Passage:
Tribune staff reports
The man who survived a wreck that led to the death of a Seymour woman Sept. 17 in eastern Jennings County was arrested on a warrant Monday in Indianapolis.
On Sept. 27, the Jennings County Prosecutor’s Office had charged Kevin Eugene Bell, 39, of Dover, Pennsylvania, with a Level 5 felony charge of operating while suspended resulting in death in connection with a wreck that led to the death of Nikki K. Hobbs Reed, 37.
The Marion County Sheriff’s Office confirmed Thursday that Bell was taken into custody about 4 p.m. Monday at St. Vincent Hospital on 86th Street, according to The Associated Press.
According to the Indiana State Police, Bell was scheduled to be returned to Jennings County on Thursday.
Marion County officials said Bell is at the Marion County Jail awaiting legal proceedings in Jennings County.
Bell also faces Class A misdemeanor charges of failure to report a dead body and operating while suspended and a Class B felony charge of false informing in connection with Reed’s death near the Jennings County line with Ripley County.
Reed’s family had reported her missing Sept. 18 after the mother of three failed to return from a trip to pick up Bell.

Records:
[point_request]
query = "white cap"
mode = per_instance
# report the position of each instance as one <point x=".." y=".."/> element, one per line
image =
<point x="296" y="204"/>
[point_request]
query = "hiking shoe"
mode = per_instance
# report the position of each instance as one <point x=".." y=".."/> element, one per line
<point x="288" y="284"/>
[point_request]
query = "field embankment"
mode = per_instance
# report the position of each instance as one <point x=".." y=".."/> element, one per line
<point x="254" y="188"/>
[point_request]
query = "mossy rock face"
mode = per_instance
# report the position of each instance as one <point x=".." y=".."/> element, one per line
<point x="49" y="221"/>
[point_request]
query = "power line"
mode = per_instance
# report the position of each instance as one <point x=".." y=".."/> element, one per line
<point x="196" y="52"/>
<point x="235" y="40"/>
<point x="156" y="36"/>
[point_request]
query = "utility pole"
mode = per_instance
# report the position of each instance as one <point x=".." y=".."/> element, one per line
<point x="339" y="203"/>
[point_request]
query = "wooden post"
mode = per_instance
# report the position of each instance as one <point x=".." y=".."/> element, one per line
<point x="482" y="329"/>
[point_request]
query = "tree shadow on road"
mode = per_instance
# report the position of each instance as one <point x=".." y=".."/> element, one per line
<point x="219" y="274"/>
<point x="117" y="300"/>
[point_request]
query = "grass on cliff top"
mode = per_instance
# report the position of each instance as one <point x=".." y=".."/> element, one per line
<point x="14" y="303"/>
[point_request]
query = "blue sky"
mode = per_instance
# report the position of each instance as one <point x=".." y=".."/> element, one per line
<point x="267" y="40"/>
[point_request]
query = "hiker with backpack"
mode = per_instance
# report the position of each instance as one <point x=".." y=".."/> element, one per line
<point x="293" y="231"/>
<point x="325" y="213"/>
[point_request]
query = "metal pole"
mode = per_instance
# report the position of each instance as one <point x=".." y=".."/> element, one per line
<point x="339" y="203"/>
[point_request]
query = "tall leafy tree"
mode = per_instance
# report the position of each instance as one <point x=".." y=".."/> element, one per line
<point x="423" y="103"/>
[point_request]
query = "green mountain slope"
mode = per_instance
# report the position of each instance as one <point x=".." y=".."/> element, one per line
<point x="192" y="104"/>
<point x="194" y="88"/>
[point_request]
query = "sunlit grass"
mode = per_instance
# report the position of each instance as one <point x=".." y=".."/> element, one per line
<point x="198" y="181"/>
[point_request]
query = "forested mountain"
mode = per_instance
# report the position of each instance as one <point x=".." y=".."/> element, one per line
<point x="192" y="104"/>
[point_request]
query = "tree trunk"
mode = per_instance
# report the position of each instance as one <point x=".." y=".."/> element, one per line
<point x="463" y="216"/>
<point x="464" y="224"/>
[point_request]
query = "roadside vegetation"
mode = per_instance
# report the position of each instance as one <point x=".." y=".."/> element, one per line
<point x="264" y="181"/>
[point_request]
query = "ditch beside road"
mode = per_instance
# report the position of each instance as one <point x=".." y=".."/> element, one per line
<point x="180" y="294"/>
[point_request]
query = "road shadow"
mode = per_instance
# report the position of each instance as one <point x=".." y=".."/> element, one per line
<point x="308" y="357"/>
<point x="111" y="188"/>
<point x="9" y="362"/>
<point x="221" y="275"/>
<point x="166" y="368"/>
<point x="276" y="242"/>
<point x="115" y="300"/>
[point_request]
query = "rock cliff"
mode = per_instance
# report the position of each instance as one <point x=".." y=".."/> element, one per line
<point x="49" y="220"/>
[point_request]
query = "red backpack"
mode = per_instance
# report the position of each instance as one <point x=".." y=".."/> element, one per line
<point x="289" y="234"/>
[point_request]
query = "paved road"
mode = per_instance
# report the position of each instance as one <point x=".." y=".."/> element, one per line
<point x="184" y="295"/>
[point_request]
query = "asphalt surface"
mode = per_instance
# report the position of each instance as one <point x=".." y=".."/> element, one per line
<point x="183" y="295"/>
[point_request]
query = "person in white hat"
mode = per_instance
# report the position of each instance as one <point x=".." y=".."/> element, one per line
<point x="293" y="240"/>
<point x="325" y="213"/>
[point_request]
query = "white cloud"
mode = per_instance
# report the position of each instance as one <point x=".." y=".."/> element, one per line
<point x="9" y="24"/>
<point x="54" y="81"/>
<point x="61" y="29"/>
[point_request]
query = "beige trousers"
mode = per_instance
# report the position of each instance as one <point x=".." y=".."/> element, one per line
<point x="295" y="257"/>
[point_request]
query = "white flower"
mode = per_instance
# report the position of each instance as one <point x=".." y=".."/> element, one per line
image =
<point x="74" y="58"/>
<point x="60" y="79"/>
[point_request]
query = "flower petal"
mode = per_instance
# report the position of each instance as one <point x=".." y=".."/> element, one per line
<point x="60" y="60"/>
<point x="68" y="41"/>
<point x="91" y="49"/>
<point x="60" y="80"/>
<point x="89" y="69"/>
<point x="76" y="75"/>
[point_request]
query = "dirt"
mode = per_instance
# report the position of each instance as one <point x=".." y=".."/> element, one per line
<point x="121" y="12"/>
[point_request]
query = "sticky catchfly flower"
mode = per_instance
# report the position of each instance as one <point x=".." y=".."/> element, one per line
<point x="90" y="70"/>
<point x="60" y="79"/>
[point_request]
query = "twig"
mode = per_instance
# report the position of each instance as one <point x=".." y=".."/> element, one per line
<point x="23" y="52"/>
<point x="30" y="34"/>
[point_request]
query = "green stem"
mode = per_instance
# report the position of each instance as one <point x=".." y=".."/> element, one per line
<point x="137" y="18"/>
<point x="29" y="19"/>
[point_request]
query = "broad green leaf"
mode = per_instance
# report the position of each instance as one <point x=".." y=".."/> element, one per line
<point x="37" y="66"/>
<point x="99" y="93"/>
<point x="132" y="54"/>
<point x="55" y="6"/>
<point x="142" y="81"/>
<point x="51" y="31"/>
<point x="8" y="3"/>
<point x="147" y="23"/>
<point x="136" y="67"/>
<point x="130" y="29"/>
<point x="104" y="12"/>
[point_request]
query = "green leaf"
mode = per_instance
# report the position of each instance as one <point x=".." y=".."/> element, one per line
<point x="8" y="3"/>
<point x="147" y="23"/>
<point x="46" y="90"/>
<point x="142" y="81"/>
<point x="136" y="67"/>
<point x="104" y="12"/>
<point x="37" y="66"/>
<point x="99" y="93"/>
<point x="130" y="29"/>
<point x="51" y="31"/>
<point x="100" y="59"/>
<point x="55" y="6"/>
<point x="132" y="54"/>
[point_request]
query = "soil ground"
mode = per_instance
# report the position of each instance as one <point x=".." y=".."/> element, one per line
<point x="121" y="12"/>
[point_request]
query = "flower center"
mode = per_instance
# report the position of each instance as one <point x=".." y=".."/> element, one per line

Prompt 1: In the news report, where was Bell taken into custody?
Prompt 2: Please say whether each statement agrees with the news report, answering yes or no and quoting the words that decide it: (a) Bell is from Dover, Pennsylvania. (b) Reed's family reported her missing on Sept. 17. (c) The false informing charge against Bell is a Class A misdemeanor.
Prompt 3: Carry the news report on Bell's arrest forward from its final sentence.
The rows have no connection to the news report.

Task output 1: At St. Vincent Hospital on 86th Street.

Task output 2:
(a) Yes: "Kevin Eugene Bell, 39, of Dover, Pennsylvania"
(b) No: "Reed’s family had reported her missing Sept. 18"
(c) No: "a Class B felony charge of false informing"

Task output 3:
The family said she had last been heard from at 12:38 p.m. Sept. 17 while driving back to Indiana with Bell, according to the probable cause affidavit signed by Master Trooper Rick Hewitt with the Indiana State Police. Trooper Jordan Craig had investigated the pair’s disappearance.
Police said they believe at some point in the afternoon of Sept. 17, Bell lost control of the sport utility vehicle and ran off the road in the 8600 block of East U.S. 50.
At that time, police said it appeared Reed, who was in the front passenger seat, sustained fatal injuries in the crash and died instantly.
On the afternoon of Sept. 20, Hewitt responded to the 8600 block of East U.S. 50 in Jennings County near the Ripley County line and found Bell alongside the road with a broken leg and various personal belongings.
Bell first told Hewitt his injuries had occurred after he fell off of a guardrail and down an embankment. During a check of Bell’s license, Hewitt found he and Reed were part of a missing persons investigation.
When asked about Reed, Bell told Hewitt that she was probably still in the truck “at the bottom of the ravine.”
Reed was found dead by firefighters and medical personnel inside her blue 1999 Ford Explorer down an embankment, Hewitt said.
Bell told Hewitt the crash had occurred sometime on the afternoon of Sept. 17 and initially said Reed had been driving.
Bell, however, later admitted he was driving after he removed his shirt and Hewitt saw a driver’s side seat belt abrasion on his chest.
He said Reed had asked him to drive because she had become tired, and she had not been wearing a seat belt because she wanted to sit closer to him, according to court documents.
Bell said Reed didn’t live long after the wreck, and he spent the next 48 hours in the vehicle because his mobility was limited, Hewitt wrote.
He also said his telephone was only charged 2 percent, and he couldn’t charge it anymore because his charger broke during the wreck. Bell said he did send a text message to his boss and doesn’t know why he didn’t call 911.